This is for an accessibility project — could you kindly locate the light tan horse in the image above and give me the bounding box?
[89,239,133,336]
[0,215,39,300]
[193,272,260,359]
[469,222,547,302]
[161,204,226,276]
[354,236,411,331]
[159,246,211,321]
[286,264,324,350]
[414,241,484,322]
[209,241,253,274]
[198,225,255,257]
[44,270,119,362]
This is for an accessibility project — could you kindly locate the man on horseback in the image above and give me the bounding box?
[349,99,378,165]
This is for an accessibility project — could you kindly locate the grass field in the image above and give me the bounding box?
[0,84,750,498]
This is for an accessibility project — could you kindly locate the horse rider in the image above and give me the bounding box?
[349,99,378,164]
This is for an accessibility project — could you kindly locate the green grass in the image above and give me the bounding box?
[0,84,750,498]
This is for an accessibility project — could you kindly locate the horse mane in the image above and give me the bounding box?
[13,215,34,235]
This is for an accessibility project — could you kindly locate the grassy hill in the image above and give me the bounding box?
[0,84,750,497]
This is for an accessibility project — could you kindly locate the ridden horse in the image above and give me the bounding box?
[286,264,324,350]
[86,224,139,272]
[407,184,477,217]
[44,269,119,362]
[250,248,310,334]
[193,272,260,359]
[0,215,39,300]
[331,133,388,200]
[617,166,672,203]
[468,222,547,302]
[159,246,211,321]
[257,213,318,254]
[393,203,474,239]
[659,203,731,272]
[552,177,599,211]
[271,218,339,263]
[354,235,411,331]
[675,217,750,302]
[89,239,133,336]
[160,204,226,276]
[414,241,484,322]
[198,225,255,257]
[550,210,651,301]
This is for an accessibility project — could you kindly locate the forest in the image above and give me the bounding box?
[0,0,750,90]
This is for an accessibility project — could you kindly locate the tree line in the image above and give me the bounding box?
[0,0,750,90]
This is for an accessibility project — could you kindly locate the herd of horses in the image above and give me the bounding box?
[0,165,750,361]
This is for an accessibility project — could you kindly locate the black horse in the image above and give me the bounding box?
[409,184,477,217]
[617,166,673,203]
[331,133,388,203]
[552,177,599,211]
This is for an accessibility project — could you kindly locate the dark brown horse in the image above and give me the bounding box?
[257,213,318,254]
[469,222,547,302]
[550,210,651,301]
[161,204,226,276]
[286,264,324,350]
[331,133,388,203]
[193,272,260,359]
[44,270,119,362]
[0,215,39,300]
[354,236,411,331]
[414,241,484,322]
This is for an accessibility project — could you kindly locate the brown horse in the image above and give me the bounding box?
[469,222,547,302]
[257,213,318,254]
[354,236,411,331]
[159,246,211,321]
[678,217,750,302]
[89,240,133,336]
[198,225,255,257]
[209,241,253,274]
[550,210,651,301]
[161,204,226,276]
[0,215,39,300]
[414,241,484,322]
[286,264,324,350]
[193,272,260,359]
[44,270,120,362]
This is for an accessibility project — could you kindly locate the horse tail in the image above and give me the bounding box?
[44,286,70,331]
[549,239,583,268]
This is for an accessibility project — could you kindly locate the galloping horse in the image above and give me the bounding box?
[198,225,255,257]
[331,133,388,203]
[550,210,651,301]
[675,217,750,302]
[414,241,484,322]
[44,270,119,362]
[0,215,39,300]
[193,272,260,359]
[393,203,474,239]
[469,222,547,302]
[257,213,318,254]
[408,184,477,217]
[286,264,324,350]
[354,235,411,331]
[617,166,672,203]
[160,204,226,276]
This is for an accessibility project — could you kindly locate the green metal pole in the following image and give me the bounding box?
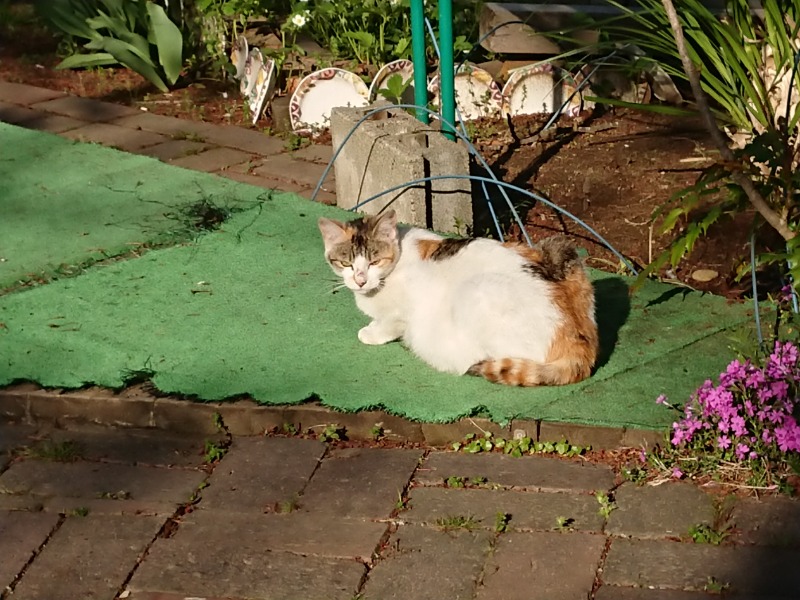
[411,0,428,125]
[439,0,456,140]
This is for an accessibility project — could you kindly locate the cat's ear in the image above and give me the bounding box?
[317,217,347,249]
[373,208,397,242]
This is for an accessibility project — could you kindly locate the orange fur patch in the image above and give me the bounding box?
[468,242,600,386]
[417,240,442,260]
[503,242,542,263]
[547,269,600,383]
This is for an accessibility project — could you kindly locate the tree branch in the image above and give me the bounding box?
[661,0,796,240]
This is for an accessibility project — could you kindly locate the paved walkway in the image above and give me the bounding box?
[0,82,800,600]
[0,424,800,600]
[0,80,336,204]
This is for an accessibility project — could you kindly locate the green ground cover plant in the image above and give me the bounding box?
[36,0,184,92]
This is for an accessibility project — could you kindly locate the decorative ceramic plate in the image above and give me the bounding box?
[503,64,584,117]
[239,48,264,96]
[369,58,414,104]
[289,67,369,132]
[428,64,503,121]
[231,35,247,81]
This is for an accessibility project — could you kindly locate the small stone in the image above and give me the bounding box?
[691,269,719,283]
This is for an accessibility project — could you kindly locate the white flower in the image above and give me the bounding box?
[292,11,308,27]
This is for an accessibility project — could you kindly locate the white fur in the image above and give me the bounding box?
[345,229,561,374]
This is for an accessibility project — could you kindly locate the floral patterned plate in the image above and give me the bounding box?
[369,58,414,104]
[503,64,588,117]
[289,67,369,132]
[428,64,503,121]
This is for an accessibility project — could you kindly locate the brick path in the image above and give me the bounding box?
[0,81,800,600]
[0,422,800,600]
[0,81,336,204]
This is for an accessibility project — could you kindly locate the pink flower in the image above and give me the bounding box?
[736,444,750,460]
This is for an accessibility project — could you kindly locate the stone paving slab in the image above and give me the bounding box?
[0,511,60,595]
[64,123,167,152]
[170,148,253,173]
[40,425,211,468]
[399,487,604,533]
[0,421,37,454]
[202,437,325,513]
[416,452,614,492]
[300,448,422,519]
[289,144,333,164]
[362,525,493,600]
[177,502,388,563]
[476,533,605,600]
[0,460,206,506]
[606,482,714,538]
[0,100,38,125]
[0,105,86,133]
[114,113,284,156]
[128,532,366,600]
[731,496,800,548]
[0,81,66,106]
[251,154,336,191]
[31,96,139,123]
[12,515,163,600]
[139,139,209,162]
[603,539,800,598]
[220,169,308,194]
[595,585,736,600]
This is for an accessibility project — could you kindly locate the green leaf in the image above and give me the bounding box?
[147,2,183,83]
[36,0,100,40]
[103,37,169,92]
[55,52,119,70]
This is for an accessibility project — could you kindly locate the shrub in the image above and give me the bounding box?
[36,0,184,92]
[654,341,800,486]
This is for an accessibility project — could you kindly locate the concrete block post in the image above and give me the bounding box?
[331,106,473,233]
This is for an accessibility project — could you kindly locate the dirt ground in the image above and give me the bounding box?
[0,3,764,298]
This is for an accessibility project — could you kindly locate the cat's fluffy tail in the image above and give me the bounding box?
[467,358,592,387]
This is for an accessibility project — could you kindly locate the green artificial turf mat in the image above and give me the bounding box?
[0,184,749,428]
[0,123,264,292]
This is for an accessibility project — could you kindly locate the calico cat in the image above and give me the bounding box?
[319,210,598,386]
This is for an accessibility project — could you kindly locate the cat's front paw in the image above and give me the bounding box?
[358,323,395,346]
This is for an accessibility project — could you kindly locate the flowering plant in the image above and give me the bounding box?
[650,341,800,487]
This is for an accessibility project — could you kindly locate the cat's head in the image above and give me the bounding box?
[319,210,400,294]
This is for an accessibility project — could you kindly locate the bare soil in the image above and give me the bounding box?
[0,8,764,298]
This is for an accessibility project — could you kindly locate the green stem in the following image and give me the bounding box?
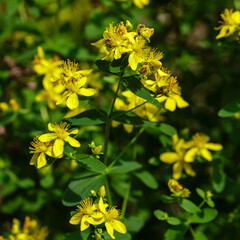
[112,101,148,117]
[121,182,132,218]
[198,199,206,208]
[107,127,146,171]
[104,77,122,165]
[189,224,196,239]
[105,175,112,206]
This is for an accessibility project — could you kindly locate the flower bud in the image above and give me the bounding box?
[140,27,154,40]
[98,185,106,197]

● **What you have to do**:
Convert all of the records above into a Markdown table with two columns, No. for the row number and Line for the line itself, skipping any blank lines. Leave the pictures out.

● **Solution to the exercise**:
| No. | Line |
|---|---|
| 1 | This is for an accessibility project — could you kindly locate the light tan horse in the image above and give me the bounding box? |
| 2 | [89,239,133,336] |
| 3 | [0,215,39,300] |
| 4 | [193,272,260,359] |
| 5 | [469,222,547,302] |
| 6 | [161,204,226,276] |
| 7 | [354,236,411,331] |
| 8 | [159,246,211,321] |
| 9 | [286,264,324,350] |
| 10 | [414,241,484,322] |
| 11 | [209,241,253,274] |
| 12 | [198,225,255,257] |
| 13 | [44,270,119,362] |
| 14 | This is for an accessibility project — could you kindly locate the man on horseback in the image above and give me the bounding box? |
| 15 | [349,99,378,165] |
| 16 | This is for an accessibility project — could you kindly locate the grass field in the image above and give me the bounding box? |
| 17 | [0,84,750,498] |
| 18 | This is for an accessibility project — could you kindly locate the horse rider in the image above and give me the bounding box? |
| 19 | [349,99,378,164] |
| 20 | This is for an accessibility project — could you kindly locate the green grass in the image above and give me the bounding box? |
| 21 | [0,84,750,498] |
| 22 | This is for an accessibility project — could you kindly locate the horse mane in the image above and give me the bounding box? |
| 23 | [13,215,34,235] |
| 24 | This is for an accessibility project — could you kindly locate the grassy hill in the image above and give me the bounding box? |
| 25 | [0,84,750,497] |
| 26 | This is for an accessibility project — could you kindly locate the ridden horse in the image above and give me the bounding box? |
| 27 | [286,264,324,350] |
| 28 | [86,224,139,272] |
| 29 | [407,184,477,217] |
| 30 | [44,269,119,362] |
| 31 | [250,248,310,334] |
| 32 | [193,272,260,359] |
| 33 | [0,215,39,300] |
| 34 | [331,133,388,200] |
| 35 | [617,166,672,203] |
| 36 | [468,222,547,302] |
| 37 | [159,246,211,321] |
| 38 | [257,213,318,254] |
| 39 | [393,203,474,239] |
| 40 | [659,203,731,272] |
| 41 | [552,177,599,211] |
| 42 | [271,218,339,263] |
| 43 | [354,235,411,331] |
| 44 | [675,217,750,302] |
| 45 | [89,239,133,336] |
| 46 | [160,204,226,276] |
| 47 | [414,241,484,322] |
| 48 | [198,225,255,257] |
| 49 | [550,210,651,301] |
| 50 | This is for an accessibility project — could you kindly locate the forest in the image above and give me the bounding box? |
| 51 | [0,0,750,90] |
| 52 | This is for an accessibility project — could you kindly locate the tree line in the image above and give me the bounding box? |
| 53 | [0,0,750,90] |
| 54 | This is for an accessibility project — could you kindly locate the herd of horses in the image above and give me the bounding box? |
| 55 | [0,165,750,361] |
| 56 | This is for an accessibility project — could you kindly locate the black horse in the image above and give me the bounding box? |
| 57 | [409,184,477,217] |
| 58 | [617,166,673,203] |
| 59 | [331,133,388,203] |
| 60 | [552,177,599,211] |
| 61 | This is for an accessibility project — could you kindly locate the dark brown horse in the image above and give me the bounding box? |
| 62 | [257,213,318,254] |
| 63 | [469,222,547,302] |
| 64 | [550,210,651,301] |
| 65 | [161,204,226,276] |
| 66 | [286,264,324,350] |
| 67 | [331,133,388,203] |
| 68 | [193,272,260,359] |
| 69 | [44,270,119,362] |
| 70 | [0,215,39,300] |
| 71 | [354,236,411,331] |
| 72 | [414,241,484,322] |
| 73 | This is for an accessibility project — could you kindly locate the brown horse in the image above and give me the bounding box? |
| 74 | [469,222,547,302] |
| 75 | [257,213,318,254] |
| 76 | [354,236,411,331] |
| 77 | [159,246,211,321] |
| 78 | [678,217,750,302] |
| 79 | [89,240,133,336] |
| 80 | [198,225,255,257] |
| 81 | [209,241,253,274] |
| 82 | [550,210,651,301] |
| 83 | [161,204,226,276] |
| 84 | [0,215,39,300] |
| 85 | [414,241,484,322] |
| 86 | [286,264,324,350] |
| 87 | [193,272,260,359] |
| 88 | [44,270,120,362] |
| 89 | This is for an accessibility project — could you kindly locate the horse tail in the image above and give me the bounding box? |
| 90 | [44,286,70,331] |
| 91 | [549,239,583,268] |
| 92 | This is for an accessibility project — could you kindly locate the galloping horse in the image above and give me the bounding box? |
| 93 | [198,225,255,257] |
| 94 | [331,133,388,203] |
| 95 | [550,210,651,301] |
| 96 | [675,217,750,302] |
| 97 | [414,241,484,322] |
| 98 | [44,270,119,362] |
| 99 | [0,215,39,300] |
| 100 | [193,272,260,359] |
| 101 | [393,203,474,239] |
| 102 | [469,222,547,302] |
| 103 | [257,213,318,254] |
| 104 | [408,184,477,217] |
| 105 | [286,264,324,350] |
| 106 | [354,235,411,331] |
| 107 | [617,166,672,203] |
| 108 | [160,204,226,276] |
| 109 | This is for an accessibility project — could you kindly locate the green metal pole in the following image and give me the bounding box? |
| 110 | [411,0,428,125] |
| 111 | [439,0,456,140] |
| 112 | This is for an accessibility project — could you kindly locate the cat's ear in the image above and give me the bounding box? |
| 113 | [317,217,347,249] |
| 114 | [373,208,397,242] |
| 115 | This is for an accessibility project — could you kindly locate the orange fur patch in the image above and give me the bounding box? |
| 116 | [468,242,600,386] |
| 117 | [417,240,442,260] |
| 118 | [503,242,542,263] |
| 119 | [547,269,600,383] |
| 120 | This is for an accessibility project — could you kindly locate the tree branch in the image above and give me the bounding box? |
| 121 | [661,0,796,240] |
| 122 | This is for an accessibility project — could you kindly locate the paved walkway in the image above and give me the bounding box? |
| 123 | [0,82,800,600] |
| 124 | [0,424,800,600] |
| 125 | [0,80,336,204] |
| 126 | This is for an accessibility project — could you kindly locate the green ground cover plant in the image above and give me the bounding box? |
| 127 | [36,0,184,92] |
| 128 | This is for an accessibility project — could you kindly locate the decorative ceramic plate in the image above and give me the bounding box? |
| 129 | [503,64,584,117] |
| 130 | [239,48,264,96] |
| 131 | [369,58,414,104] |
| 132 | [289,67,369,132] |
| 133 | [428,64,503,121] |
| 134 | [231,35,247,81] |
| 135 | This is for an accessibility project — could you kindly locate the small stone in the image above and give me the bounding box? |
| 136 | [691,269,719,283] |
| 137 | This is for an accessibility project — could you kindly locate the white flower in the image above and give me the bounding box? |
| 138 | [292,11,308,27] |
| 139 | This is for an accessibility project — could you kindly locate the white fur in the image above and give me the bounding box? |
| 140 | [345,229,561,374] |
| 141 | This is for an accessibility project — could you kindly locate the floral patterned plate in the image above and give me the bounding box? |
| 142 | [369,58,414,104] |
| 143 | [503,64,588,117] |
| 144 | [289,67,369,132] |
| 145 | [428,64,503,121] |
| 146 | This is for an accessibility project — could you kindly locate the brick path in the image above and give me the bounding box? |
| 147 | [0,81,800,600] |
| 148 | [0,422,800,600] |
| 149 | [0,81,336,204] |
| 150 | This is for an accessibility project — could you kindly locate the pink flower in the image above and give me the bounding box? |
| 151 | [736,444,750,460] |
| 152 | This is for an accessibility project — could you kindly locate the stone paving slab in the image above and give me the bounding box? |
| 153 | [0,511,60,595] |
| 154 | [64,123,167,152] |
| 155 | [170,148,253,173] |
| 156 | [40,425,211,468] |
| 157 | [399,487,604,533] |
| 158 | [0,421,37,454] |
| 159 | [202,437,325,513] |
| 160 | [416,452,614,492] |
| 161 | [300,448,422,519] |
| 162 | [289,144,333,164] |
| 163 | [362,525,493,600] |
| 164 | [177,502,388,563] |
| 165 | [476,533,605,600] |
| 166 | [0,460,206,506] |
| 167 | [606,482,714,538] |
| 168 | [0,100,38,125] |
| 169 | [0,105,86,133] |
| 170 | [114,113,284,156] |
| 171 | [128,532,366,600] |
| 172 | [731,496,800,548] |
| 173 | [0,81,66,106] |
| 174 | [251,154,336,191] |
| 175 | [31,96,139,123] |
| 176 | [12,515,163,600] |
| 177 | [139,139,209,162] |
| 178 | [603,539,800,598] |
| 179 | [220,169,308,194] |
| 180 | [595,585,736,600] |
| 181 | This is for an accessibility project — could you kindly locate the green leaf in the image above and give me the bounding box? |
| 182 | [147,2,183,83] |
| 183 | [36,0,100,40] |
| 184 | [103,37,169,92] |
| 185 | [55,52,119,70] |
| 186 | This is for an accessibility project — could you kindly locate the shrub in the image above and give me the bounding box? |
| 187 | [36,0,184,92] |
| 188 | [654,341,800,486] |
| 189 | This is for an accessibility project — could you kindly locate the concrete block post in the image above and give me the bounding box? |
| 190 | [331,106,473,233] |
| 191 | This is for an accessibility project — could you kindly locate the dirt ground in the image above and give me the bounding box? |
| 192 | [0,3,764,298] |
| 193 | This is for an accessibility project — could you kindly locate the cat's fluffy tail in the image above and give me the bounding box? |
| 194 | [467,358,592,387] |
| 195 | This is for an accessibility project — could you kindly locate the green artificial turf mat in the image above and give me the bounding box? |
| 196 | [0,184,749,428] |
| 197 | [0,123,264,292] |
| 198 | This is for an accessibility project — could you kindly locate the calico cat in the image above and give me the bounding box? |
| 199 | [319,210,598,386] |
| 200 | This is for an accessibility project — could you kindly locate the cat's front paw in the image above and give me the bounding box? |
| 201 | [358,323,395,346] |
| 202 | This is for an accessibility project — could you kindly locate the flowering plant in the image above and give me the bounding box? |
| 203 | [650,341,800,487] |
| 204 | This is for an accessibility project — could you kindly locate the cat's head in the image above and give me the bounding box? |
| 205 | [319,210,400,294] |
| 206 | This is for an accessibility project — could you kindly locate the bare soil in the image above and give me the bounding box? |
| 207 | [0,8,764,298] |
| 208 | This is for an accessibility project — could you kindly locate the green stem in the following image and give me the bounding box? |
| 209 | [112,101,148,117] |
| 210 | [121,182,132,218] |
| 211 | [198,199,206,208] |
| 212 | [107,127,146,171] |
| 213 | [104,77,122,165] |
| 214 | [189,224,196,239] |
| 215 | [105,175,112,206] |
| 216 | This is for an accessibility project — could you kindly locate the flower bud in the image above and give me the bounding box? |
| 217 | [140,27,154,40] |
| 218 | [98,185,106,197] |